#### [WHAT YOU HAVE TO DO]
Reproduce nothing but the closing run of lines: the line with "task | identify every instance of the weathered" and each line that follows it to the end of the data.

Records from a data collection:
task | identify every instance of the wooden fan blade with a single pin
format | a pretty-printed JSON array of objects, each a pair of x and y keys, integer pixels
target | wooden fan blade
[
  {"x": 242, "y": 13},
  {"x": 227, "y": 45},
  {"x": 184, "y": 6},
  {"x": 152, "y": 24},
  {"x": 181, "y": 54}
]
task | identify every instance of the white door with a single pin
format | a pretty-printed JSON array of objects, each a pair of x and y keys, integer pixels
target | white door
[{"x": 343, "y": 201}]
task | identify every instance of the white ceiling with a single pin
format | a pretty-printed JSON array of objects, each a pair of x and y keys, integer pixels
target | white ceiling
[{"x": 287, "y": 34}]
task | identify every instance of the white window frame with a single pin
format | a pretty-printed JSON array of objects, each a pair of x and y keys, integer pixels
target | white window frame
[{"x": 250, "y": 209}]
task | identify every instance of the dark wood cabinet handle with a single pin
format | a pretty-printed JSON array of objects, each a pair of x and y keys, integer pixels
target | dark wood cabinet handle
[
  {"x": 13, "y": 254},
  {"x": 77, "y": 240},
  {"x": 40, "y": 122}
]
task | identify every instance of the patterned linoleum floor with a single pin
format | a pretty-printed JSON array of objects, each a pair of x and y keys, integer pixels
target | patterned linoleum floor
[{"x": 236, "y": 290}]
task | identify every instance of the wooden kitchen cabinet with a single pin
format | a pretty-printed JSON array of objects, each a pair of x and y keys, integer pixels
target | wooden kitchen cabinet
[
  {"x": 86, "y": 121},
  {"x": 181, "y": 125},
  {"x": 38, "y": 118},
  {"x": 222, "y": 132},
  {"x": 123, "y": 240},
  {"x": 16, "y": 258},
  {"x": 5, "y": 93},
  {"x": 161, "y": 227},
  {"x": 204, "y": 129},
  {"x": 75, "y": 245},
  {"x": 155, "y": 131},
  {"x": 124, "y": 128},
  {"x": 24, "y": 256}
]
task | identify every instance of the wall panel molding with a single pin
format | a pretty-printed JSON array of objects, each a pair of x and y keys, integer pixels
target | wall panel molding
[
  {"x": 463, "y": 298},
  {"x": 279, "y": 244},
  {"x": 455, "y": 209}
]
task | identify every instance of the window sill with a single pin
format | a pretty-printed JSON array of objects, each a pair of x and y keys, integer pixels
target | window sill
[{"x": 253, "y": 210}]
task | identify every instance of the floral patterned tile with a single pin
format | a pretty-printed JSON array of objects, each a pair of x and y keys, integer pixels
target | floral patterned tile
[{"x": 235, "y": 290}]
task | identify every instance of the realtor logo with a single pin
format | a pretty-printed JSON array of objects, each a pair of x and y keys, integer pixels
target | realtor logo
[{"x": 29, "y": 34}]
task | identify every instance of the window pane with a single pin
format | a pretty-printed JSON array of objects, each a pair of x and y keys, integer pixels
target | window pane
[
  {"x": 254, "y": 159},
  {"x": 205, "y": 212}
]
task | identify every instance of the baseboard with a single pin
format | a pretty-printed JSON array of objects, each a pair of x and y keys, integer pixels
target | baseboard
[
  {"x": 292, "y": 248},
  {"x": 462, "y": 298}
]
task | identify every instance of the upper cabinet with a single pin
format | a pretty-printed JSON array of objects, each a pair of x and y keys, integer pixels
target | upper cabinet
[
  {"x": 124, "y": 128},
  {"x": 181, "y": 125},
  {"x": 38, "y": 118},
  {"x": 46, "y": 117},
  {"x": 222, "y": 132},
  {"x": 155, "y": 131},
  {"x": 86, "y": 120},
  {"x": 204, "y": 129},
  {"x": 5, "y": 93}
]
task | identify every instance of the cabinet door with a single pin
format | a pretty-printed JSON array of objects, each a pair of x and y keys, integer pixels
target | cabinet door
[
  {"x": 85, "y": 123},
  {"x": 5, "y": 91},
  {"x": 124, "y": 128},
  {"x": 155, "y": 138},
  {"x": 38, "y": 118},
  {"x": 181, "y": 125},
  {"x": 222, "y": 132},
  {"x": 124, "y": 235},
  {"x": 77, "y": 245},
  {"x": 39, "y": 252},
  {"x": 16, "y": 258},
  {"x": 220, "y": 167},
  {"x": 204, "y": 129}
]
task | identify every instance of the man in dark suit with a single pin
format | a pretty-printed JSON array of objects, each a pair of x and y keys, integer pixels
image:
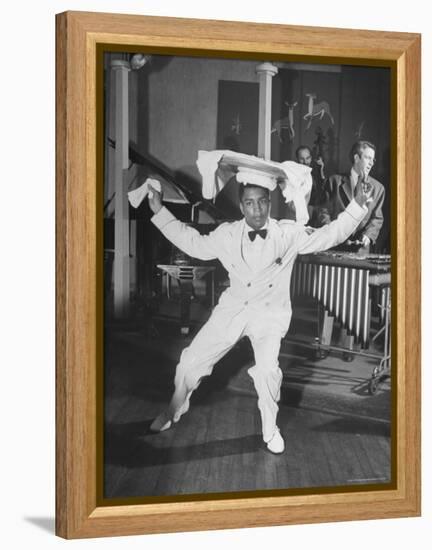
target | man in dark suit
[{"x": 339, "y": 192}]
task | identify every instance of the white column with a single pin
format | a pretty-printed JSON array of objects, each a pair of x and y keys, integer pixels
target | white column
[
  {"x": 121, "y": 206},
  {"x": 266, "y": 72}
]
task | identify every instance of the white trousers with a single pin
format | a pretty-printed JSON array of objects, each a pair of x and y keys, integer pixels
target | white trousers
[{"x": 210, "y": 345}]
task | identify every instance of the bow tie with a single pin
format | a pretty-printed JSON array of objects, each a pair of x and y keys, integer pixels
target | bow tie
[{"x": 261, "y": 232}]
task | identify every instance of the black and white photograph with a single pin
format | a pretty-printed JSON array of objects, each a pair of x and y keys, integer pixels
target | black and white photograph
[{"x": 247, "y": 276}]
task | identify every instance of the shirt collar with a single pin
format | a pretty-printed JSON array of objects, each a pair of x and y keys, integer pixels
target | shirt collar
[{"x": 354, "y": 178}]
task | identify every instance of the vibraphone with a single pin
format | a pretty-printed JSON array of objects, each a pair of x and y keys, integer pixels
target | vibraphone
[{"x": 344, "y": 284}]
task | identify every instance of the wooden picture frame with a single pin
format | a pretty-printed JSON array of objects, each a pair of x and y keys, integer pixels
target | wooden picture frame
[{"x": 78, "y": 296}]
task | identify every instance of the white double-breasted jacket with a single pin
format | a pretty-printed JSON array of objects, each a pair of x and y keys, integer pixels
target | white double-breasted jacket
[{"x": 262, "y": 295}]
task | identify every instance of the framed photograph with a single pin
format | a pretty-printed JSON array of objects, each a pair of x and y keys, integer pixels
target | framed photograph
[{"x": 238, "y": 274}]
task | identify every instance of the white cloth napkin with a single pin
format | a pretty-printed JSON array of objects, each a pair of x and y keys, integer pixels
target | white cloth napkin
[
  {"x": 295, "y": 181},
  {"x": 136, "y": 196}
]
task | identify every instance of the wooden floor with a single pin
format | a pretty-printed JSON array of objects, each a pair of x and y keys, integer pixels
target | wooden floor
[{"x": 217, "y": 446}]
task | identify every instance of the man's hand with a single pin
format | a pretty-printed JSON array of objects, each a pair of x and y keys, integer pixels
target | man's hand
[
  {"x": 363, "y": 192},
  {"x": 365, "y": 241},
  {"x": 155, "y": 199}
]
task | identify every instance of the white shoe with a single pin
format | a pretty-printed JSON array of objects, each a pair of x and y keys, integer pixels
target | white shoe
[
  {"x": 161, "y": 423},
  {"x": 276, "y": 444}
]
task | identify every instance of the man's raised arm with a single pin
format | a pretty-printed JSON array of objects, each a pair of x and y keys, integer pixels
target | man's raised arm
[{"x": 186, "y": 238}]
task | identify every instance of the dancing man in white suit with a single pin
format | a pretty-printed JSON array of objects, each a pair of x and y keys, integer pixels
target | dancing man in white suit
[{"x": 258, "y": 252}]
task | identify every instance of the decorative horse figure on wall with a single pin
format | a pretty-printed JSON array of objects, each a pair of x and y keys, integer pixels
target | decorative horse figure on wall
[
  {"x": 317, "y": 109},
  {"x": 286, "y": 123}
]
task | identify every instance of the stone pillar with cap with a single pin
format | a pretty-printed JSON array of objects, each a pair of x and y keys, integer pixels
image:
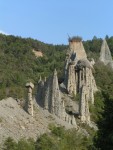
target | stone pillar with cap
[{"x": 29, "y": 87}]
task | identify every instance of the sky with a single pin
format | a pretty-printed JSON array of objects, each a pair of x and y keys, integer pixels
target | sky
[{"x": 51, "y": 21}]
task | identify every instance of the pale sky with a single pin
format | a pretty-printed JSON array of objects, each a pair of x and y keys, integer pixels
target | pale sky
[{"x": 51, "y": 21}]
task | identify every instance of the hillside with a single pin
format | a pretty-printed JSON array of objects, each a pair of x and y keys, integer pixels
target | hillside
[{"x": 60, "y": 106}]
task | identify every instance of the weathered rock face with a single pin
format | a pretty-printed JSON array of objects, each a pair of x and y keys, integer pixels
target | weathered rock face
[
  {"x": 29, "y": 87},
  {"x": 78, "y": 79},
  {"x": 105, "y": 54},
  {"x": 51, "y": 96},
  {"x": 77, "y": 47}
]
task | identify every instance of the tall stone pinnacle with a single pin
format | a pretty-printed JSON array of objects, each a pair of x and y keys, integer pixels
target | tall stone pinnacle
[
  {"x": 29, "y": 87},
  {"x": 78, "y": 48},
  {"x": 105, "y": 54}
]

#### [FULL SOLUTION]
task | identify every instance of the weathered rock face with a single pin
format | a pretty-printed JSON array of objects, each a pair of x and y keys, integer pixels
target | weathered rock face
[
  {"x": 29, "y": 87},
  {"x": 78, "y": 79},
  {"x": 105, "y": 54},
  {"x": 51, "y": 96},
  {"x": 77, "y": 47}
]
task | identify every instance of the tall stone pinnacle with a single pin
format | a pretty-printed JSON array of objects, each a pair of x and y keys, integer pixels
target | tall stone pinnacle
[
  {"x": 29, "y": 87},
  {"x": 78, "y": 48},
  {"x": 105, "y": 54}
]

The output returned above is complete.